# EXERCISE DETAILS
Find the line containing "Task: tag the safety", then output it and every line after it through the end of the listing below, exactly as written.

========================

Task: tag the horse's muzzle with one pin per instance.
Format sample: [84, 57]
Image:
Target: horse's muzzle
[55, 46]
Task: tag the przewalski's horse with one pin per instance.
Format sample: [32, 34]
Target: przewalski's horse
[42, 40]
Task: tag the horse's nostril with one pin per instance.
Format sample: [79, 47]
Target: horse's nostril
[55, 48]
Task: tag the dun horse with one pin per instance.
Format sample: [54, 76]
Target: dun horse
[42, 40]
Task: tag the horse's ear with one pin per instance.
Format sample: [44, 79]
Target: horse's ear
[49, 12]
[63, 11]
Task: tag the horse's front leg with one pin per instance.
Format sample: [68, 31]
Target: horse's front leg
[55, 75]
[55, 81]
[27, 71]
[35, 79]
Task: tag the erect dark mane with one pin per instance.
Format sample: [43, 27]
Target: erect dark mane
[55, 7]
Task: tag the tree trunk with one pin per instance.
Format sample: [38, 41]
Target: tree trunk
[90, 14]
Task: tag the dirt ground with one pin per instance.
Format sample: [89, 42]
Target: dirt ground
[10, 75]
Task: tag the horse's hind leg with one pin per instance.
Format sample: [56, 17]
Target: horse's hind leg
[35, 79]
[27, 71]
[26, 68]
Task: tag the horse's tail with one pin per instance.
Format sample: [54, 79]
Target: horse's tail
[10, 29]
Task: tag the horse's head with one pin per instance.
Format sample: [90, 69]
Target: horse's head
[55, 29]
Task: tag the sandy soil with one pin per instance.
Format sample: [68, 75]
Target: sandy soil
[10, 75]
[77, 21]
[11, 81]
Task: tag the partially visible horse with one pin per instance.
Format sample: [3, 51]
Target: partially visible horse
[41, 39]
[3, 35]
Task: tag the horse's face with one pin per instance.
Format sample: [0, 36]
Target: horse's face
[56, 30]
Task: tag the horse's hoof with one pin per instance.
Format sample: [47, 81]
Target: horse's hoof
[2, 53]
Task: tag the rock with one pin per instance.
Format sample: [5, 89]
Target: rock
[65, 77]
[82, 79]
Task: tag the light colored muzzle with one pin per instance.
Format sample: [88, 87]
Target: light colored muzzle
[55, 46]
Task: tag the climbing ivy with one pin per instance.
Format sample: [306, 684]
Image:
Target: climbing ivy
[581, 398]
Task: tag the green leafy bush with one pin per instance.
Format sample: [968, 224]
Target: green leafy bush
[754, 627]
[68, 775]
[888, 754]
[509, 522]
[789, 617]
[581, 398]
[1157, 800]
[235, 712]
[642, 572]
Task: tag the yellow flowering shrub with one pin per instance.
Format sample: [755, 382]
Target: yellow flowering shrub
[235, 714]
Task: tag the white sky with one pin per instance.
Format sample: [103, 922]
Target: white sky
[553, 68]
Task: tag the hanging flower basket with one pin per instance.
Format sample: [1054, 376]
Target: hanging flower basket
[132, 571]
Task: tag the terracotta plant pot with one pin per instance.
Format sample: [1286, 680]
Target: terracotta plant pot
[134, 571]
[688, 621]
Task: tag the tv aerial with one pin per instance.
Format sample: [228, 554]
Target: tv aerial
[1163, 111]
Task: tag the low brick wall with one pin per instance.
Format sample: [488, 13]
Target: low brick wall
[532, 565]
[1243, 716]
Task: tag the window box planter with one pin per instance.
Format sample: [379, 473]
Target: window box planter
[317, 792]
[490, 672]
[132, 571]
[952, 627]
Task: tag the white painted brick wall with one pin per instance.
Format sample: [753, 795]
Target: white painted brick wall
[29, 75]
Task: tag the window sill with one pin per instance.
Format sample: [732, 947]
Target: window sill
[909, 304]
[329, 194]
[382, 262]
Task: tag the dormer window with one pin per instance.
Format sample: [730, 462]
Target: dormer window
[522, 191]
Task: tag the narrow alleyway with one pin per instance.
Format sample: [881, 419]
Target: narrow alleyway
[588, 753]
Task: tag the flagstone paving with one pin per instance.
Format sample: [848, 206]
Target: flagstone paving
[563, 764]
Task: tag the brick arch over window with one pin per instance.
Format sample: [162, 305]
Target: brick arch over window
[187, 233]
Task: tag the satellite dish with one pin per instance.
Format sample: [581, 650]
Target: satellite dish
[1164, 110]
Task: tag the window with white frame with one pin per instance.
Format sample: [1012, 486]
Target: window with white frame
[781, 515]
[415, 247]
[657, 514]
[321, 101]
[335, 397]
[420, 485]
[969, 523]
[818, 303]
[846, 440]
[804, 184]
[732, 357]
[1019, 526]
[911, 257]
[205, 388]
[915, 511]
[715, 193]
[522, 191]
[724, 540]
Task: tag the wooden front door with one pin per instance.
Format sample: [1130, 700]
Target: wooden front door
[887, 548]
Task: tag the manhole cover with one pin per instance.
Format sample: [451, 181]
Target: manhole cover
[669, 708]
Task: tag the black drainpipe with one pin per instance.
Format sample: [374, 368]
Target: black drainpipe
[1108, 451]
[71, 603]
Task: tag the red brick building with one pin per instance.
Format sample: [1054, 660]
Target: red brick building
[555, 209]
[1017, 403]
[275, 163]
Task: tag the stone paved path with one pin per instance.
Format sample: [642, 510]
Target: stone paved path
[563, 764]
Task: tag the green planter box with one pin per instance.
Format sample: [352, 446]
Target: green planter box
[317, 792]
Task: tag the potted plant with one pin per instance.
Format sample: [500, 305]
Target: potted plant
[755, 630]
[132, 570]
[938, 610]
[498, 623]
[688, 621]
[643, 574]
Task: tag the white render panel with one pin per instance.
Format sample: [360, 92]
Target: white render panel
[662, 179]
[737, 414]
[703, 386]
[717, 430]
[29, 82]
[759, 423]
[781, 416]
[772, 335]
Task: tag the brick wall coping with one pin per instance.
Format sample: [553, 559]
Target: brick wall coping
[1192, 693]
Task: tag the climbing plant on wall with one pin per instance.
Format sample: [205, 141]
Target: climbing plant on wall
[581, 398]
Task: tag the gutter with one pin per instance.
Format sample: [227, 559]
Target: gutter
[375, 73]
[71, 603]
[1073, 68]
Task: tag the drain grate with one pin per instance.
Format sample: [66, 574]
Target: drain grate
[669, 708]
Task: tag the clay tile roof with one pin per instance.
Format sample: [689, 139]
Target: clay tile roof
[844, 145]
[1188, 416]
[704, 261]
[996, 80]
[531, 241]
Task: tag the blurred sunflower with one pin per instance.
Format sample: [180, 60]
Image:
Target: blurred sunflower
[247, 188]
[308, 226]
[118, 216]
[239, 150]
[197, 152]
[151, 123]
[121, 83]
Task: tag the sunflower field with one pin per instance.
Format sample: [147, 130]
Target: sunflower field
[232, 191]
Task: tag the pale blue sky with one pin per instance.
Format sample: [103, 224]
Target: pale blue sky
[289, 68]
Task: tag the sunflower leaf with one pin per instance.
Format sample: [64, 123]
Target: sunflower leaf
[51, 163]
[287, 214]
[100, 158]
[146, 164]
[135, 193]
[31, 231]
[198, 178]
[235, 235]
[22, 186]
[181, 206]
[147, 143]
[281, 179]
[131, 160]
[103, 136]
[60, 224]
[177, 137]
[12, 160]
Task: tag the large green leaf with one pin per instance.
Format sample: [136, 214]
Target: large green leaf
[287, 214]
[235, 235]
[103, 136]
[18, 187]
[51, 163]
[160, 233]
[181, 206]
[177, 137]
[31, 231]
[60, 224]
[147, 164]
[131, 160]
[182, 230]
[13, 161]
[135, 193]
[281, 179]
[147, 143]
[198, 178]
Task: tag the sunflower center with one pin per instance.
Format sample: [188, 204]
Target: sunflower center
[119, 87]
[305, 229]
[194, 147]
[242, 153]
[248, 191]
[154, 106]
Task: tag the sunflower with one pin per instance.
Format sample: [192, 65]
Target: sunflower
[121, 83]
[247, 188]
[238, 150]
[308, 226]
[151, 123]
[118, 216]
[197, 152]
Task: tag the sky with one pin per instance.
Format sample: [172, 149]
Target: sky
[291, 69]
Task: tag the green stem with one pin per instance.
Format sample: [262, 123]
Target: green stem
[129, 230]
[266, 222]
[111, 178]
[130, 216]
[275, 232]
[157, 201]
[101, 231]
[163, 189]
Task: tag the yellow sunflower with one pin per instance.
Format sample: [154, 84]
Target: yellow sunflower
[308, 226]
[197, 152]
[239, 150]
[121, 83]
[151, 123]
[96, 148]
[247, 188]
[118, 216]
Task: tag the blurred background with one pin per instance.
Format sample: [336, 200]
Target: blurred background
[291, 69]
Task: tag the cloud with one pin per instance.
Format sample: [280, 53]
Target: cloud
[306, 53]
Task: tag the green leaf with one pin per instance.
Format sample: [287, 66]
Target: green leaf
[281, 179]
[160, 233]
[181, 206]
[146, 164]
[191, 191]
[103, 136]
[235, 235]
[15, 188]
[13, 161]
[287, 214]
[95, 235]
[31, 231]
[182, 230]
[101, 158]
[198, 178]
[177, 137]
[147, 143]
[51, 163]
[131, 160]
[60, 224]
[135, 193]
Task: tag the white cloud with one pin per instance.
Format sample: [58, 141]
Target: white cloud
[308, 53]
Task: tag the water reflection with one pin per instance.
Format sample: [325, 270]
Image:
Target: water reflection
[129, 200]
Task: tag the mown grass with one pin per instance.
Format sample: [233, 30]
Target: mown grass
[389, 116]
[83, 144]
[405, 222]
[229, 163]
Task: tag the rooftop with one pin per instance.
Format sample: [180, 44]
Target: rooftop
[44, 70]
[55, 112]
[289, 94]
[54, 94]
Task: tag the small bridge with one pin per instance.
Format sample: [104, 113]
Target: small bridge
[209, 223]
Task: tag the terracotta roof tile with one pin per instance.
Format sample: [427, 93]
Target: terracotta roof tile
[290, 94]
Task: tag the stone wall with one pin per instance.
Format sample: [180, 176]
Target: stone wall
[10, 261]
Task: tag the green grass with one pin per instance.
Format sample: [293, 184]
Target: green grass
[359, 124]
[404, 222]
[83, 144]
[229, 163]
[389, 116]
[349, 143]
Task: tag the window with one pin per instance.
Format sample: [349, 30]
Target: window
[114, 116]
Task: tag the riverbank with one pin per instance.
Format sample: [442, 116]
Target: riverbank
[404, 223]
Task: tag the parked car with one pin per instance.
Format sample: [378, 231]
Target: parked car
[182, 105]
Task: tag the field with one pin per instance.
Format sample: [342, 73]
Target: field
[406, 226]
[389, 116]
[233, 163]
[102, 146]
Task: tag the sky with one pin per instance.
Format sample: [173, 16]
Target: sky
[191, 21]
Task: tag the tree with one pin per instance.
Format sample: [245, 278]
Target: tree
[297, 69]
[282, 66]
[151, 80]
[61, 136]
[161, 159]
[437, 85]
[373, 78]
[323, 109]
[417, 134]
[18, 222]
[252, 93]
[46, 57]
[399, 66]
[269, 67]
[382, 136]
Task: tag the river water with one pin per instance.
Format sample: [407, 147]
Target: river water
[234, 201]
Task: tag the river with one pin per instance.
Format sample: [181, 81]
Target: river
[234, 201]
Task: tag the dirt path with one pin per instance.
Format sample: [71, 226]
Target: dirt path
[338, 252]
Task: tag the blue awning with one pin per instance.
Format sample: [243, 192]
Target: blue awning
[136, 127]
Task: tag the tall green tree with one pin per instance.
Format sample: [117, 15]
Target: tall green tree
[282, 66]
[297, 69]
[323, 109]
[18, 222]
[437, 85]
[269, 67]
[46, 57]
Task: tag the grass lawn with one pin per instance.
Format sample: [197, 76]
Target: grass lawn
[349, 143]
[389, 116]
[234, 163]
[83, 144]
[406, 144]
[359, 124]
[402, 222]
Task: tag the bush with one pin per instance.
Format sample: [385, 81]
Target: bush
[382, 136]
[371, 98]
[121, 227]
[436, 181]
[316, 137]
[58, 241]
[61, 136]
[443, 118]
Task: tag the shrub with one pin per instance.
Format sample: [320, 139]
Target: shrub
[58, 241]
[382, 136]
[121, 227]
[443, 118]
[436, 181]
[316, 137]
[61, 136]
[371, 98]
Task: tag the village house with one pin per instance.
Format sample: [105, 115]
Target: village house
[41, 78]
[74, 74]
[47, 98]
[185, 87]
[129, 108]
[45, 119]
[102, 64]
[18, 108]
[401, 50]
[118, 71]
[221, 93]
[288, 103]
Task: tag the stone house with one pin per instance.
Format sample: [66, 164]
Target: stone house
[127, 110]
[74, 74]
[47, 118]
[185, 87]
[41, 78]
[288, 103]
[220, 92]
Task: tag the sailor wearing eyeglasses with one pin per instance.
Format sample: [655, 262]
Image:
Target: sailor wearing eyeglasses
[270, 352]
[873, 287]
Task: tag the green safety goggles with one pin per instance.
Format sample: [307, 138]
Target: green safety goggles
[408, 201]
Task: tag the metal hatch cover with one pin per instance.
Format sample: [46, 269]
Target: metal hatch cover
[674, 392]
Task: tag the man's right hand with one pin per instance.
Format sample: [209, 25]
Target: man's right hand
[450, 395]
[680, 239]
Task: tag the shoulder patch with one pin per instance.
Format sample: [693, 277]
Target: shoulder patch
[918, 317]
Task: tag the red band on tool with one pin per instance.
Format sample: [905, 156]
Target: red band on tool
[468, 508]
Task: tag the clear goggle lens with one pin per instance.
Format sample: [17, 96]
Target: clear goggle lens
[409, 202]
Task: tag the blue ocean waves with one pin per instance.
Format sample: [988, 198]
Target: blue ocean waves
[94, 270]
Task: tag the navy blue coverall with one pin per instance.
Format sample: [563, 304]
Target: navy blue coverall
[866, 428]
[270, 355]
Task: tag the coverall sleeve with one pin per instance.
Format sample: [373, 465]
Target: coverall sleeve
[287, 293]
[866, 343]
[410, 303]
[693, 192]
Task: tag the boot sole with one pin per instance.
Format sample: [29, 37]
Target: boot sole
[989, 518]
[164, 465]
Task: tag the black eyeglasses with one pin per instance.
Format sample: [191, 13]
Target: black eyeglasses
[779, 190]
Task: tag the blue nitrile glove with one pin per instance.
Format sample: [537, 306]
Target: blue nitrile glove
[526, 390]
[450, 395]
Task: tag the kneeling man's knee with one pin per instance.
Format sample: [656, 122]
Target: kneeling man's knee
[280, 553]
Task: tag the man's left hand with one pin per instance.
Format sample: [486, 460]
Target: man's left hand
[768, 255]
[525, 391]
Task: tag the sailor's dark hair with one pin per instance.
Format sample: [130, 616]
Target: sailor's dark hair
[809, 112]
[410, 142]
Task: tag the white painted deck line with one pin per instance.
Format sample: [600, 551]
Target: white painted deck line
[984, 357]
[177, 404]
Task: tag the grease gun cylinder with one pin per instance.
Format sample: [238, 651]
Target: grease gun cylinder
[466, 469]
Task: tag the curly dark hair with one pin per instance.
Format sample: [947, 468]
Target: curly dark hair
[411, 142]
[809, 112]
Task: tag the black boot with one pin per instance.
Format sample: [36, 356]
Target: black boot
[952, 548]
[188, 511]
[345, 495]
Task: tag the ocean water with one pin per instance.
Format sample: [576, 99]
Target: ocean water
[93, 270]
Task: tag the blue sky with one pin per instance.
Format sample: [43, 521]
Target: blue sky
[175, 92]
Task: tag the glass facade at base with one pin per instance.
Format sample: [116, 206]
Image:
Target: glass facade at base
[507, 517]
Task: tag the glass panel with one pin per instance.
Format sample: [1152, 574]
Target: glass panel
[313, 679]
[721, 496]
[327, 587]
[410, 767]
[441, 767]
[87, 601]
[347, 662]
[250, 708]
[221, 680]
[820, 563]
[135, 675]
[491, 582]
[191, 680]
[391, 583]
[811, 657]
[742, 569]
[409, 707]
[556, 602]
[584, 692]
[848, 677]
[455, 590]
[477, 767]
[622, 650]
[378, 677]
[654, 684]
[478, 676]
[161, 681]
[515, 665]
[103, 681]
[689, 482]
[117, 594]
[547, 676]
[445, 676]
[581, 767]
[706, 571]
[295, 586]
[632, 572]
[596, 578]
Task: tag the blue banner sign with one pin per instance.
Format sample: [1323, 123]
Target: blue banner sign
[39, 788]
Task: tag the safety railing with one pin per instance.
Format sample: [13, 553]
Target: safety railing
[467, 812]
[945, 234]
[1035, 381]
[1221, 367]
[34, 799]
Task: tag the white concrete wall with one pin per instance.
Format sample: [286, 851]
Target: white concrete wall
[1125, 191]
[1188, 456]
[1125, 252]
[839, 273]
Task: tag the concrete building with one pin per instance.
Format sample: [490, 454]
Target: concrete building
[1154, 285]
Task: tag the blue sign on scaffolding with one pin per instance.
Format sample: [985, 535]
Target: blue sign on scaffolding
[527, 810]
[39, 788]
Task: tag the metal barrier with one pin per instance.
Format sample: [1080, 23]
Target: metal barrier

========================

# TASK RESULT
Task: tag the safety railing with one pin per instance.
Format sample: [13, 553]
Target: safety railing
[467, 812]
[945, 234]
[1035, 381]
[1221, 367]
[34, 799]
Task: tag the white concrete wall with one pin per instance.
Format sample: [286, 851]
Target: white concrete wall
[1125, 191]
[1188, 456]
[1125, 252]
[839, 273]
Task: tag the concrete building with one pin per instance.
Format sample: [490, 454]
Target: concrete building
[1154, 285]
Task: tag the blue sign on scaffolding with one pin per instance.
Format sample: [985, 535]
Target: blue sign on scaffolding
[527, 810]
[39, 788]
Task: tag the metal barrier with one pin per instance.
Format sample: [1080, 23]
Target: metal barrier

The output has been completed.